▶ [Set task]: Copy every line of the records below word for word, but leave out the pictures.

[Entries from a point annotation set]
□ □ □ □ □

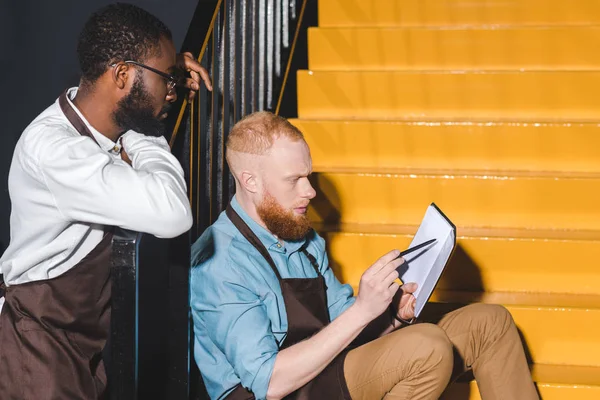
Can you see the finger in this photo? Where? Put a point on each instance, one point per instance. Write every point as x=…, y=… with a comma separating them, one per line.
x=390, y=278
x=383, y=261
x=408, y=310
x=394, y=287
x=191, y=84
x=205, y=78
x=196, y=70
x=193, y=87
x=410, y=287
x=389, y=267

□ □ □ □ □

▶ [Full output]:
Can you see the finger in this photo? Where? Put a point on each instance, one point per instance. Write every point as x=…, y=… with a comma separating them, one per line.
x=390, y=278
x=383, y=261
x=408, y=310
x=394, y=287
x=191, y=84
x=205, y=78
x=196, y=70
x=193, y=87
x=410, y=287
x=389, y=267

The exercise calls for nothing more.